* SET PROBLEM *
From the line containing "Can you find the striped" down to the last line of the records below, copy every line exactly. Leave out everything before it.

[Pointing dataset excerpts]

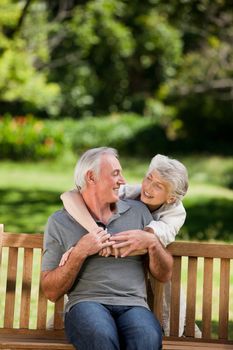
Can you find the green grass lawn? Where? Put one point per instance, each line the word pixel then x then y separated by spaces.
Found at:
pixel 30 192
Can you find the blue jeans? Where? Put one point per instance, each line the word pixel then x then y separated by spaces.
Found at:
pixel 93 326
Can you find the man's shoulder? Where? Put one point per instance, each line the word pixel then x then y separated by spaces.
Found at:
pixel 135 204
pixel 62 217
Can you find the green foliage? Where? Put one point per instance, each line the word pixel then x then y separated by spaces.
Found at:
pixel 28 138
pixel 171 61
pixel 32 190
pixel 20 51
pixel 115 131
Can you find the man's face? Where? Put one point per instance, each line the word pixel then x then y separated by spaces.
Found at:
pixel 155 191
pixel 109 179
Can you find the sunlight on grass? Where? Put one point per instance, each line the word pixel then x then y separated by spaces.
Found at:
pixel 18 289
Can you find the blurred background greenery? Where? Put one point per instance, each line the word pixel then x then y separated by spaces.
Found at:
pixel 145 77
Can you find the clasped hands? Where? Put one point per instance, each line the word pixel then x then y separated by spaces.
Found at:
pixel 125 243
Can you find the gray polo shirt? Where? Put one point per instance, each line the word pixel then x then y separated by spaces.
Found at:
pixel 105 280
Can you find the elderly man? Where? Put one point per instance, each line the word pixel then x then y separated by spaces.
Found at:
pixel 107 306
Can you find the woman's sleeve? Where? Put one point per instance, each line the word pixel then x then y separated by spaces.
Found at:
pixel 168 225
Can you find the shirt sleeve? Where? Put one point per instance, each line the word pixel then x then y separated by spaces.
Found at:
pixel 129 191
pixel 168 224
pixel 52 246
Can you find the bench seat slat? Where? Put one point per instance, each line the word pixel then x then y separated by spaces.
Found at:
pixel 191 297
pixel 10 287
pixel 175 297
pixel 224 298
pixel 26 288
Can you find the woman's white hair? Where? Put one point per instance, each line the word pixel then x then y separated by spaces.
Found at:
pixel 173 172
pixel 90 160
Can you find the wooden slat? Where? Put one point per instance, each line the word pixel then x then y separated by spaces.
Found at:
pixel 23 240
pixel 207 298
pixel 42 308
pixel 58 314
pixel 204 250
pixel 26 288
pixel 175 297
pixel 224 299
pixel 158 299
pixel 191 297
pixel 10 288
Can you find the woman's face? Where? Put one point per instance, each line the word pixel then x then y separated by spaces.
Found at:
pixel 155 191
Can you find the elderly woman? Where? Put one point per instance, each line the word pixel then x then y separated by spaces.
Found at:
pixel 162 190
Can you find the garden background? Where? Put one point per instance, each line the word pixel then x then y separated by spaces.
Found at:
pixel 145 77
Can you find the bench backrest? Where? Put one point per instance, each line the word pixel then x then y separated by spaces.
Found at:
pixel 22 300
pixel 202 268
pixel 23 307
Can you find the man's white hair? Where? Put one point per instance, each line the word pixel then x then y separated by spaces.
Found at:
pixel 90 160
pixel 173 172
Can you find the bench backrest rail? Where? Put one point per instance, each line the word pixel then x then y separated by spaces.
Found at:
pixel 208 254
pixel 22 300
pixel 21 295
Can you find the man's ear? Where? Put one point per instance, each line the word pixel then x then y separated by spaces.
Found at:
pixel 90 177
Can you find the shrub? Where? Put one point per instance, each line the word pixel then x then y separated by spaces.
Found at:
pixel 116 131
pixel 25 137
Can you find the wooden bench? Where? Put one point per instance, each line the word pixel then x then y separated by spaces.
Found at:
pixel 24 311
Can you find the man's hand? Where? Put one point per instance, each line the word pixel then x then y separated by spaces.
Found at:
pixel 132 240
pixel 92 242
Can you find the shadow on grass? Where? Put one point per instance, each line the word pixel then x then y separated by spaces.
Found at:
pixel 28 211
pixel 209 219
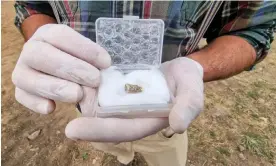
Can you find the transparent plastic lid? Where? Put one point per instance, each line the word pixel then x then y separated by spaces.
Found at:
pixel 131 42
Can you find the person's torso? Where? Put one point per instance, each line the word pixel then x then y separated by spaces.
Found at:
pixel 182 18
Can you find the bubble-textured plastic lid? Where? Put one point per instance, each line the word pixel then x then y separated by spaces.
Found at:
pixel 132 43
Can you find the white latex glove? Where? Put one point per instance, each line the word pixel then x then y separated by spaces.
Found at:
pixel 184 78
pixel 52 66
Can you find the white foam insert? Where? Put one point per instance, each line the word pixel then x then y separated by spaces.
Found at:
pixel 112 92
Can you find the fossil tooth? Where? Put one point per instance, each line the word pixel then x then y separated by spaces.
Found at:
pixel 130 88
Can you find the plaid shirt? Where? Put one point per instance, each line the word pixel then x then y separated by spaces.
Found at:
pixel 254 21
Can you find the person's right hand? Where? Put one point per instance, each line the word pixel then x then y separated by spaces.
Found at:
pixel 53 65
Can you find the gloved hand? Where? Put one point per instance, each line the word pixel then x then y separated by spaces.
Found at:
pixel 185 80
pixel 54 64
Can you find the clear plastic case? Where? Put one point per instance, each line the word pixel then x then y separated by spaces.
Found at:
pixel 133 44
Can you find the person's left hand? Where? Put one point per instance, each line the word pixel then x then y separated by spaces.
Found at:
pixel 184 78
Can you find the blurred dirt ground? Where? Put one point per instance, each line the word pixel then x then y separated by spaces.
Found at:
pixel 237 127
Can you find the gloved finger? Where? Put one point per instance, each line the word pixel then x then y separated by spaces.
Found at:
pixel 112 129
pixel 73 43
pixel 164 68
pixel 48 59
pixel 89 102
pixel 46 86
pixel 33 102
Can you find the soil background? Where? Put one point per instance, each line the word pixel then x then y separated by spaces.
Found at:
pixel 237 127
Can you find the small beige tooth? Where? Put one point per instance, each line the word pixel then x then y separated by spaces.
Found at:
pixel 130 88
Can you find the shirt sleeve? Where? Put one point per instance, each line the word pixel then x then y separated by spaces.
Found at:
pixel 25 9
pixel 253 21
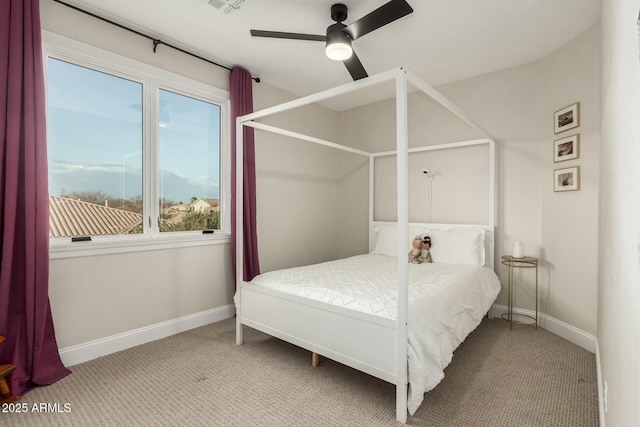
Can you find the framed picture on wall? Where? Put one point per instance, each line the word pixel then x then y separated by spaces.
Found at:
pixel 566 148
pixel 567 179
pixel 567 118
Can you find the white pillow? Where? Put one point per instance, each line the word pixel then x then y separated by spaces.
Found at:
pixel 463 246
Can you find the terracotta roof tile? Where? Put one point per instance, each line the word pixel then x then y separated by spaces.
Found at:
pixel 70 218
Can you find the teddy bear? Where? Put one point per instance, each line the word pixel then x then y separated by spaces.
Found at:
pixel 425 249
pixel 414 254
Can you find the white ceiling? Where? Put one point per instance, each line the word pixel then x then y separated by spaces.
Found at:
pixel 441 41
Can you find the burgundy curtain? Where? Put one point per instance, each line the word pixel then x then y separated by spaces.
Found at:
pixel 241 104
pixel 25 314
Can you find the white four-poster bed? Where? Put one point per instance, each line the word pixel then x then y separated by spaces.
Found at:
pixel 370 342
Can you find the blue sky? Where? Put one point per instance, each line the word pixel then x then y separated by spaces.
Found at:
pixel 95 137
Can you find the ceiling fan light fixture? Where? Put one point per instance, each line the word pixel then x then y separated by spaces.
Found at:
pixel 338 46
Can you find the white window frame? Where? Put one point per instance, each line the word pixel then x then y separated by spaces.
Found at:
pixel 153 79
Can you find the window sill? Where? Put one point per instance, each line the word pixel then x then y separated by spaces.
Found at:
pixel 63 248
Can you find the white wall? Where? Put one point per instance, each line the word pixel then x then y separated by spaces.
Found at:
pixel 297 186
pixel 516 107
pixel 619 231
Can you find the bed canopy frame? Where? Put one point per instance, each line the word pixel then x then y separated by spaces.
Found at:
pixel 398 374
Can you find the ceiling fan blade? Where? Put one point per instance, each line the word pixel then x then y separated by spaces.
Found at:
pixel 385 14
pixel 292 36
pixel 355 67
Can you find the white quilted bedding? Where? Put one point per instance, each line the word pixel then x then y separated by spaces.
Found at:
pixel 446 302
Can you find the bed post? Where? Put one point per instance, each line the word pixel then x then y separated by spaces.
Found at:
pixel 403 226
pixel 239 227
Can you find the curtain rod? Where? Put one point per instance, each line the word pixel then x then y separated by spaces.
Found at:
pixel 156 42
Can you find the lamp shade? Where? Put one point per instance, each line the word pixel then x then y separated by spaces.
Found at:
pixel 338 46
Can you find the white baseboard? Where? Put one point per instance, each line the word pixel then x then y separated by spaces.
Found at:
pixel 93 349
pixel 558 327
pixel 600 391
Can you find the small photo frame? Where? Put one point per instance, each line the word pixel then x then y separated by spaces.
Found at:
pixel 567 179
pixel 566 148
pixel 567 118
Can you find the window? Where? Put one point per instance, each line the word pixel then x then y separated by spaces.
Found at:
pixel 135 153
pixel 189 135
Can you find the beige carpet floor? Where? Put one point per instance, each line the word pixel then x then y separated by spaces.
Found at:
pixel 498 377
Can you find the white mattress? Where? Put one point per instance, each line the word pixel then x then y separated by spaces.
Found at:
pixel 446 302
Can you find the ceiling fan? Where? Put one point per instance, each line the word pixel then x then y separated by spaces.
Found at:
pixel 339 36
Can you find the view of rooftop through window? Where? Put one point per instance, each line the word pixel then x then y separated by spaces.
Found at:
pixel 96 151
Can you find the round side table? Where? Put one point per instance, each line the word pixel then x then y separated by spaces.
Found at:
pixel 524 262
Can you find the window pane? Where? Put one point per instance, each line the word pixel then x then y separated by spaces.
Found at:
pixel 189 132
pixel 94 125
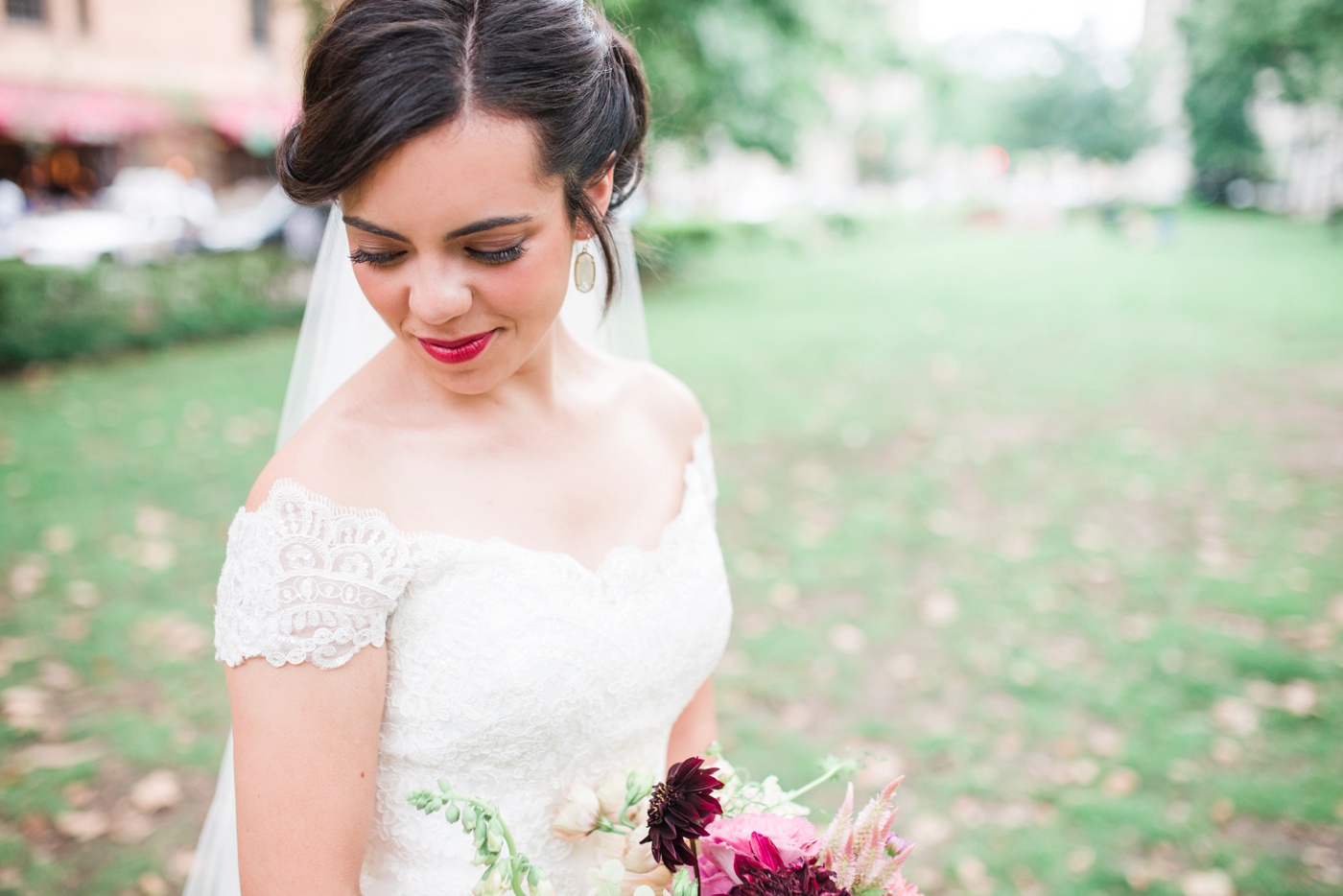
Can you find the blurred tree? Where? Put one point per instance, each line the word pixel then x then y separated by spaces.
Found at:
pixel 1071 97
pixel 1092 110
pixel 749 67
pixel 1231 43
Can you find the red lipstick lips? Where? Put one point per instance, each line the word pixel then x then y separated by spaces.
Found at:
pixel 459 351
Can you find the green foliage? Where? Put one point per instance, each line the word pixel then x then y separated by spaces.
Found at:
pixel 1231 43
pixel 862 392
pixel 51 313
pixel 748 67
pixel 1077 109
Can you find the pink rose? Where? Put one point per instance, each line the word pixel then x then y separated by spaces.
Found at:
pixel 795 838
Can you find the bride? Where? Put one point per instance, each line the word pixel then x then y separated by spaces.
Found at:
pixel 490 554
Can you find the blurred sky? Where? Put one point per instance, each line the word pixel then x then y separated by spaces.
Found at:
pixel 1118 23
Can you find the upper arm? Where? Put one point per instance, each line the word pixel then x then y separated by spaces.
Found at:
pixel 695 728
pixel 305 768
pixel 301 618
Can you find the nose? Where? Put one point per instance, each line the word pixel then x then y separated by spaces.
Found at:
pixel 439 293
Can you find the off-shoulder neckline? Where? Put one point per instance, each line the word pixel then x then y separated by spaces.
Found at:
pixel 698 457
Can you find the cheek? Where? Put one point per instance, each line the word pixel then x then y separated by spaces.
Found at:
pixel 532 285
pixel 385 293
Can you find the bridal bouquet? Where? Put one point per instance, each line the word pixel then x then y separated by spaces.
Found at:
pixel 701 832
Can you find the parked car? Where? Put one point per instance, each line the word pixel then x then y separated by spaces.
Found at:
pixel 144 214
pixel 250 227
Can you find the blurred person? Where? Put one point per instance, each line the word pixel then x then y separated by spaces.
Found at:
pixel 12 203
pixel 490 553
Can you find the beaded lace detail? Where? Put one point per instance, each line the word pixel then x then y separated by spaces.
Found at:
pixel 512 672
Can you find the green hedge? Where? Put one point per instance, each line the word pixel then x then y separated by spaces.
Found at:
pixel 51 313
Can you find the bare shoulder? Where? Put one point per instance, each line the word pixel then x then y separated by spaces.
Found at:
pixel 318 456
pixel 665 400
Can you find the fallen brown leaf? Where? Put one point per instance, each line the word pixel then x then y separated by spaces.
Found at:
pixel 82 825
pixel 157 790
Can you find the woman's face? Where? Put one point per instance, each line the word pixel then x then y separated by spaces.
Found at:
pixel 463 250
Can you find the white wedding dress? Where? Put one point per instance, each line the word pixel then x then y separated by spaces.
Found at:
pixel 510 672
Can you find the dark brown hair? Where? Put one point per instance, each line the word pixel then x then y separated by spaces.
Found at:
pixel 383 71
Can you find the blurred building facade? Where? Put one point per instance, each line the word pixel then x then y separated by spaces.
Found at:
pixel 89 86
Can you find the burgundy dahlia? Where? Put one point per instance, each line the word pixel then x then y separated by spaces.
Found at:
pixel 769 876
pixel 680 809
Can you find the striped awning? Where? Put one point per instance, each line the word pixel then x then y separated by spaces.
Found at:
pixel 56 114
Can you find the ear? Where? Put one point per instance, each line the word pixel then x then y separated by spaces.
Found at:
pixel 600 195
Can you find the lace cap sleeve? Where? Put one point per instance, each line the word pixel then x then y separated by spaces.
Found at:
pixel 308 580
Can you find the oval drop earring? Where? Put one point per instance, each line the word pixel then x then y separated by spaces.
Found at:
pixel 584 269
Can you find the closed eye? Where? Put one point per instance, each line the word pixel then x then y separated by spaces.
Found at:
pixel 499 257
pixel 376 259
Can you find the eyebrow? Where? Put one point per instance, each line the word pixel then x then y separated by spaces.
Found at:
pixel 489 224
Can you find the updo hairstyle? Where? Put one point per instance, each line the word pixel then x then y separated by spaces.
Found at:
pixel 385 71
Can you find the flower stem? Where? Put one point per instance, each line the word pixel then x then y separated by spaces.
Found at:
pixel 792 794
pixel 514 871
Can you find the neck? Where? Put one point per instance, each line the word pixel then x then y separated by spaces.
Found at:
pixel 533 391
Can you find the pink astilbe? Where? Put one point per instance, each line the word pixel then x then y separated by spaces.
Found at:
pixel 862 852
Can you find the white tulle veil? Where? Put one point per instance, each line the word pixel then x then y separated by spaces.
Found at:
pixel 340 333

* FULL ANSWER *
Can you find the striped awning? Where? Put one point per instance, each line the word pixel then x then y separated by spaces.
Found at:
pixel 56 114
Can you find the ear? Where? Put one point per instance, each line the word pixel then x then y separated by spaces.
Found at:
pixel 600 195
Can you find the lace cap sleeve? Where? Put one point per instance, each line the word pixel then x then y separated by spaces.
Found at:
pixel 308 580
Can you find the oval drop earring? Where? Put one point per instance, each line the word pixel then x then y separated by spaces.
Found at:
pixel 584 269
Can you find the closed eye? Where? Put one point per instance, each line the word pixel then x then y separated by spaces.
Found at:
pixel 499 257
pixel 376 259
Can you find the eyebrow? Where? Put one point per instance, each line the word pixel then x then y separated by spaces.
Found at:
pixel 489 224
Can you find the updo hairstyle? Where? Put one point per instance, each line the word pixel then x then y separated by spaces.
Found at:
pixel 385 71
Can you find the flower stem? Where? Put one point per instance, each line the word pixel then x then y separated by spaces.
Found at:
pixel 792 794
pixel 514 871
Can you find the neck? Where? Put one point per instance, each line the word pixel then x then y separated by spaces.
Found at:
pixel 533 391
Can you find the pink astilbe? Where? Put one point per instance, each line the word pixel then x then y separated by spaces.
Found at:
pixel 862 852
Can you find the white tulle veil? Where? Put one point per instance, each line the word pixel then x then y separated by spaces.
Found at:
pixel 340 333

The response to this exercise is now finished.